Copy out, character for character, every line from the start of the items through the line containing "Trace every instance of the deer head now.", including that line.

## START Dataset excerpts

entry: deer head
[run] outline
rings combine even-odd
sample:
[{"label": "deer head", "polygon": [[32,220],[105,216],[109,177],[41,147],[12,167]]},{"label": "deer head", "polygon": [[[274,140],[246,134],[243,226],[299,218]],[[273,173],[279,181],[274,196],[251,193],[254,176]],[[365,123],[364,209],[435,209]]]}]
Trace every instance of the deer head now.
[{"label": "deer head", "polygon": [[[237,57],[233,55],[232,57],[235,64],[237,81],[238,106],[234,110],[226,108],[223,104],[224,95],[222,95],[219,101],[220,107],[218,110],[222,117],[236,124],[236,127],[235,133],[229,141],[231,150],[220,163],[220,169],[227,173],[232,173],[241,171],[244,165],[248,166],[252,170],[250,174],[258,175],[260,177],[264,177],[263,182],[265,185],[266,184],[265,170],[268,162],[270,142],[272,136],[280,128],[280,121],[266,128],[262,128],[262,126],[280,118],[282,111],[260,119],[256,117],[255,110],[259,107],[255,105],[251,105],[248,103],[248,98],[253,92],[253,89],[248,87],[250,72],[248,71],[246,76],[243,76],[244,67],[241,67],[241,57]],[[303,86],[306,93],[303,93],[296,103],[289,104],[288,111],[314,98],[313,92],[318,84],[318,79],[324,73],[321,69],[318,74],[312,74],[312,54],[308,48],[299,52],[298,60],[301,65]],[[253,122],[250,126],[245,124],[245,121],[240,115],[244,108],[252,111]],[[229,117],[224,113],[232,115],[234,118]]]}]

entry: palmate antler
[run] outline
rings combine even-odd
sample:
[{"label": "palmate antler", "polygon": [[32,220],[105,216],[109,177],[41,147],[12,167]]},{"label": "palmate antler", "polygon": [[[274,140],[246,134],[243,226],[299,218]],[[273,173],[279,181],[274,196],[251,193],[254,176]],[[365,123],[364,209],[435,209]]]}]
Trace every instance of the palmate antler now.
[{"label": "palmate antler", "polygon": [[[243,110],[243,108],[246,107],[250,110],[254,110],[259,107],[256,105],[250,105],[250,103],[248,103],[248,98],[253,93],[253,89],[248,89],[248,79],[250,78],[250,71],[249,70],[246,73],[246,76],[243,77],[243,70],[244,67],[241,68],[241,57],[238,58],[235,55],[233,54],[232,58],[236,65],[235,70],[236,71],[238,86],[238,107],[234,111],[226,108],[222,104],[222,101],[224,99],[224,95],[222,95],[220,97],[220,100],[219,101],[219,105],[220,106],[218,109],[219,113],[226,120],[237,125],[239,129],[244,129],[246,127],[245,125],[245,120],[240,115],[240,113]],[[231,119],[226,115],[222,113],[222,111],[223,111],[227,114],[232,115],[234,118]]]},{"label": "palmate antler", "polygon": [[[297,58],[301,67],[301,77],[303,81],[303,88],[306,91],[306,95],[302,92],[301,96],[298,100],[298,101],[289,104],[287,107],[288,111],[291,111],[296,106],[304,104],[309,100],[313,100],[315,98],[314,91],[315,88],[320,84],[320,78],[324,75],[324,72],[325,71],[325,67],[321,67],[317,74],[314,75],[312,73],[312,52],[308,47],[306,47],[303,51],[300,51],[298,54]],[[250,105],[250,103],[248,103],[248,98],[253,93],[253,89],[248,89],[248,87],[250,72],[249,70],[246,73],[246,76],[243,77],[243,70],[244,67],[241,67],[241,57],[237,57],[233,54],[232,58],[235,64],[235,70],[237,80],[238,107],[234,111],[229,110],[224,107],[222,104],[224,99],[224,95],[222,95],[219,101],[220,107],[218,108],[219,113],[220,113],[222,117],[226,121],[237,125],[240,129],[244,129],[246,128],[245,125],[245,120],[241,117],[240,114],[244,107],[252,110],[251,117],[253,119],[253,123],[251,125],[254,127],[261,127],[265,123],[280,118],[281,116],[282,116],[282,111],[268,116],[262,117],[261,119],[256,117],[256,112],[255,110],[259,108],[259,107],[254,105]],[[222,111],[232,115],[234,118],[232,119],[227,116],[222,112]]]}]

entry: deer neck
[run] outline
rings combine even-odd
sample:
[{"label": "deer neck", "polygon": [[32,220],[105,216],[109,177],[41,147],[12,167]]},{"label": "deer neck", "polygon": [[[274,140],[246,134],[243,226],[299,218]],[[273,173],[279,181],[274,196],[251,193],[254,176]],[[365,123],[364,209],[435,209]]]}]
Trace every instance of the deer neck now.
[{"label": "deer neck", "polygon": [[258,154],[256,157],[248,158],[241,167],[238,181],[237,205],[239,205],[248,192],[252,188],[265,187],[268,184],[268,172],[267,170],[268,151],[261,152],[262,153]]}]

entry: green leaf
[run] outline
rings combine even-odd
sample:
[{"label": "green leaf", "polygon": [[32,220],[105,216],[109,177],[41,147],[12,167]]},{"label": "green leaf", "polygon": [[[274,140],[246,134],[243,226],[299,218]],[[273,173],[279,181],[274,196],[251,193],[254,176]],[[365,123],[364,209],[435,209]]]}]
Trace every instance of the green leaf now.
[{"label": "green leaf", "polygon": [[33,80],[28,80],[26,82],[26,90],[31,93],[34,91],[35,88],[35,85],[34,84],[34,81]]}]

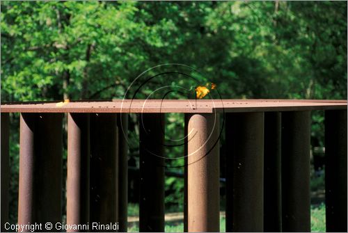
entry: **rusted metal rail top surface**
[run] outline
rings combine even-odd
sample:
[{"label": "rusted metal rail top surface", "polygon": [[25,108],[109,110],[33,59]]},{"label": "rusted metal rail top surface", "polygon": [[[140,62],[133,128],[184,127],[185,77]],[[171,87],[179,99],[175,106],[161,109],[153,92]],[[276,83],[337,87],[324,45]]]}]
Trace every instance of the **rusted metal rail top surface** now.
[{"label": "rusted metal rail top surface", "polygon": [[[347,109],[347,100],[113,99],[1,103],[3,113],[214,113]],[[58,104],[59,105],[59,104]]]}]

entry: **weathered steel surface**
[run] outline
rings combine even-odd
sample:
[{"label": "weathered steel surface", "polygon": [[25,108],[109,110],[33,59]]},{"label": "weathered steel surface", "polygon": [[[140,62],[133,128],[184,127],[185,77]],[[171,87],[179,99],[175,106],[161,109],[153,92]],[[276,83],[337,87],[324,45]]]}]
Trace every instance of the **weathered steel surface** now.
[{"label": "weathered steel surface", "polygon": [[282,113],[282,230],[310,232],[310,112]]},{"label": "weathered steel surface", "polygon": [[325,111],[326,232],[347,232],[347,111]]},{"label": "weathered steel surface", "polygon": [[189,167],[187,166],[188,164],[188,140],[187,140],[187,135],[188,135],[188,130],[189,129],[189,114],[185,114],[184,115],[184,134],[185,136],[184,138],[184,232],[187,232],[188,229],[189,229],[189,216],[188,216],[188,172],[189,172]]},{"label": "weathered steel surface", "polygon": [[226,232],[263,232],[264,113],[226,116]]},{"label": "weathered steel surface", "polygon": [[281,113],[264,113],[264,231],[281,232]]},{"label": "weathered steel surface", "polygon": [[187,230],[219,232],[219,114],[189,115]]},{"label": "weathered steel surface", "polygon": [[164,232],[164,115],[139,119],[139,231]]},{"label": "weathered steel surface", "polygon": [[347,100],[117,99],[109,102],[1,103],[2,112],[21,113],[213,113],[347,109]]},{"label": "weathered steel surface", "polygon": [[127,187],[128,187],[128,114],[120,113],[117,117],[118,152],[117,158],[117,220],[119,232],[127,232]]},{"label": "weathered steel surface", "polygon": [[[90,223],[114,224],[117,223],[117,115],[90,114]],[[98,231],[90,228],[90,230]]]},{"label": "weathered steel surface", "polygon": [[8,222],[8,188],[10,184],[8,113],[1,113],[1,232],[6,232],[5,223]]},{"label": "weathered steel surface", "polygon": [[[89,113],[68,116],[67,224],[89,222]],[[76,232],[76,230],[67,230]]]},{"label": "weathered steel surface", "polygon": [[63,114],[21,114],[18,224],[62,220],[62,120]]}]

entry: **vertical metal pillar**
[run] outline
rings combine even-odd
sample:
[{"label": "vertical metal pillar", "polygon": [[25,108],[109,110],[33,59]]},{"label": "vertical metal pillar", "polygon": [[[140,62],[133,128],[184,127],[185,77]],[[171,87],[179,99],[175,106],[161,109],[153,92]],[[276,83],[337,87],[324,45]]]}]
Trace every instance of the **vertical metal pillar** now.
[{"label": "vertical metal pillar", "polygon": [[139,122],[139,231],[164,232],[164,115],[143,113]]},{"label": "vertical metal pillar", "polygon": [[127,232],[127,187],[128,187],[128,114],[120,113],[117,118],[118,129],[118,172],[116,174],[118,192],[117,220],[120,232]]},{"label": "vertical metal pillar", "polygon": [[62,120],[61,113],[21,114],[18,224],[61,221]]},{"label": "vertical metal pillar", "polygon": [[227,114],[226,232],[263,232],[264,113]]},{"label": "vertical metal pillar", "polygon": [[192,114],[188,120],[187,230],[219,232],[219,115]]},{"label": "vertical metal pillar", "polygon": [[[67,224],[89,222],[89,114],[68,115]],[[76,230],[67,230],[76,232]]]},{"label": "vertical metal pillar", "polygon": [[[117,222],[117,115],[91,113],[90,122],[90,223],[114,224]],[[90,230],[105,232],[93,226]]]},{"label": "vertical metal pillar", "polygon": [[325,111],[326,232],[347,232],[347,109]]},{"label": "vertical metal pillar", "polygon": [[310,231],[310,112],[282,113],[282,230]]},{"label": "vertical metal pillar", "polygon": [[281,232],[281,113],[264,113],[264,231]]},{"label": "vertical metal pillar", "polygon": [[184,115],[184,136],[185,137],[184,139],[184,232],[187,232],[189,230],[189,216],[188,216],[188,162],[189,158],[188,155],[188,130],[189,129],[189,115]]},{"label": "vertical metal pillar", "polygon": [[9,136],[10,122],[8,113],[1,113],[1,232],[6,232],[5,223],[8,222],[8,189],[10,184]]}]

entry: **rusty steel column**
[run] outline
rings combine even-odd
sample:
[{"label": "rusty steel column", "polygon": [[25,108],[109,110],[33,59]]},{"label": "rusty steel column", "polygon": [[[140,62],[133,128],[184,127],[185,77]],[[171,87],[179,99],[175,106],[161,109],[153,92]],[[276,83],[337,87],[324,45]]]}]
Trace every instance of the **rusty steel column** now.
[{"label": "rusty steel column", "polygon": [[347,232],[347,110],[325,111],[326,232]]},{"label": "rusty steel column", "polygon": [[[90,223],[114,224],[117,223],[117,114],[91,113],[90,118]],[[93,226],[90,230],[106,231]]]},{"label": "rusty steel column", "polygon": [[8,189],[10,185],[10,119],[8,113],[1,113],[1,232],[6,232],[8,222]]},{"label": "rusty steel column", "polygon": [[62,113],[21,114],[18,224],[61,222],[62,120]]},{"label": "rusty steel column", "polygon": [[310,231],[310,112],[282,113],[282,230]]},{"label": "rusty steel column", "polygon": [[116,174],[118,192],[117,220],[119,232],[127,232],[128,206],[128,114],[120,113],[117,118],[118,129],[118,172]]},{"label": "rusty steel column", "polygon": [[164,115],[140,116],[139,231],[164,232]]},{"label": "rusty steel column", "polygon": [[226,232],[263,232],[264,113],[228,113]]},{"label": "rusty steel column", "polygon": [[[67,224],[89,222],[88,113],[68,115]],[[67,230],[76,232],[76,230]]]},{"label": "rusty steel column", "polygon": [[187,230],[219,232],[220,133],[219,115],[189,116]]},{"label": "rusty steel column", "polygon": [[281,113],[264,113],[264,231],[281,232]]},{"label": "rusty steel column", "polygon": [[187,232],[189,230],[189,216],[188,216],[188,140],[187,140],[187,134],[188,134],[188,131],[187,129],[189,128],[189,114],[185,114],[184,115],[184,136],[185,136],[184,139],[184,156],[185,156],[184,158],[184,232]]}]

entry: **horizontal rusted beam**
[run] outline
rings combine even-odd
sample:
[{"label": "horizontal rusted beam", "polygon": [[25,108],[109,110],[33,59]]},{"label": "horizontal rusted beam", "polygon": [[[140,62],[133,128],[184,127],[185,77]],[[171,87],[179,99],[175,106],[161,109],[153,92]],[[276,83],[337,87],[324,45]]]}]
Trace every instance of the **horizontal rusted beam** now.
[{"label": "horizontal rusted beam", "polygon": [[310,99],[118,99],[56,102],[2,103],[8,113],[191,113],[255,112],[347,109],[347,100]]},{"label": "horizontal rusted beam", "polygon": [[347,232],[347,111],[325,111],[326,232]]}]

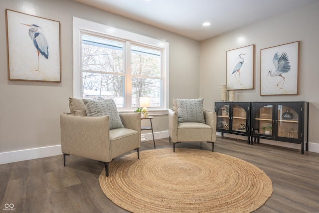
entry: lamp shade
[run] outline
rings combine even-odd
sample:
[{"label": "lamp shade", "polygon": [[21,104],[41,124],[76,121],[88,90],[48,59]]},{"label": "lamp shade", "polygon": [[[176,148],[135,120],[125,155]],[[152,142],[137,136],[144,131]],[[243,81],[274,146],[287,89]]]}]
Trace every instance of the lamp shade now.
[{"label": "lamp shade", "polygon": [[227,100],[227,85],[226,84],[220,85],[220,100],[222,101]]},{"label": "lamp shade", "polygon": [[140,97],[140,107],[149,107],[149,106],[150,106],[150,97]]}]

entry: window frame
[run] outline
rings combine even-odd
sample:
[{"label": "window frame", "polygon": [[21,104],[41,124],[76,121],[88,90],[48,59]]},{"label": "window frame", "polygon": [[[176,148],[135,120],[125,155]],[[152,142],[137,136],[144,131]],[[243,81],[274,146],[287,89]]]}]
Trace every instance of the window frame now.
[{"label": "window frame", "polygon": [[[153,111],[154,114],[156,114],[156,111],[158,113],[161,111],[167,111],[168,108],[168,94],[169,94],[169,75],[168,75],[168,43],[162,40],[156,39],[144,35],[140,35],[133,32],[124,30],[122,29],[114,28],[106,25],[93,22],[87,20],[73,17],[73,97],[78,98],[82,98],[82,72],[81,71],[81,62],[82,61],[82,36],[83,32],[87,33],[90,35],[96,34],[100,36],[101,35],[105,36],[115,40],[124,40],[126,45],[128,41],[130,43],[129,45],[145,45],[148,46],[153,47],[154,48],[160,48],[162,49],[162,57],[161,65],[162,66],[162,106],[160,107],[150,107],[150,111]],[[86,33],[85,33],[86,34]],[[128,46],[127,46],[127,47]],[[129,49],[131,50],[131,48]],[[130,52],[124,52],[126,57],[128,54],[130,54]],[[126,75],[131,75],[131,67],[124,67],[125,72]],[[132,91],[131,86],[127,84],[127,81],[125,83],[127,87],[127,91]],[[119,108],[119,111],[130,111],[132,112],[136,110],[136,108],[132,107],[132,94],[127,95],[125,93],[125,107]]]}]

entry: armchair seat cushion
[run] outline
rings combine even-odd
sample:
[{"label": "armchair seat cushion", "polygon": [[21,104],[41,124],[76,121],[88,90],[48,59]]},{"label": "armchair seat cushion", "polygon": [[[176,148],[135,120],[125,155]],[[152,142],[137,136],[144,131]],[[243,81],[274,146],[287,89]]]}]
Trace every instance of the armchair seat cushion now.
[{"label": "armchair seat cushion", "polygon": [[180,123],[177,125],[177,141],[211,141],[213,129],[198,122]]},{"label": "armchair seat cushion", "polygon": [[110,130],[110,140],[117,140],[136,134],[139,134],[139,132],[131,129],[119,128],[111,129]]},{"label": "armchair seat cushion", "polygon": [[179,123],[177,125],[177,129],[210,129],[211,127],[205,124],[198,122],[184,122]]}]

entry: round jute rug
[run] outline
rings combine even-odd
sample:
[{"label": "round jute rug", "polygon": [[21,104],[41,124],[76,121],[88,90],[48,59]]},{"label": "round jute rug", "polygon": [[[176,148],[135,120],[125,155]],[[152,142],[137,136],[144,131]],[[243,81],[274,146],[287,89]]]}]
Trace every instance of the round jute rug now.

## END Dataset excerpts

# Correct output
entry: deer head
[run] outline
rings combine even-odd
sample:
[{"label": "deer head", "polygon": [[32,220],[105,216],[109,177],[41,147],[12,167]]},{"label": "deer head", "polygon": [[[274,140],[246,134],[243,226],[299,218]],[[273,173],[279,181],[274,196],[251,193],[254,176]],[[365,123],[364,209],[435,209]]]}]
Trace every instance of the deer head now.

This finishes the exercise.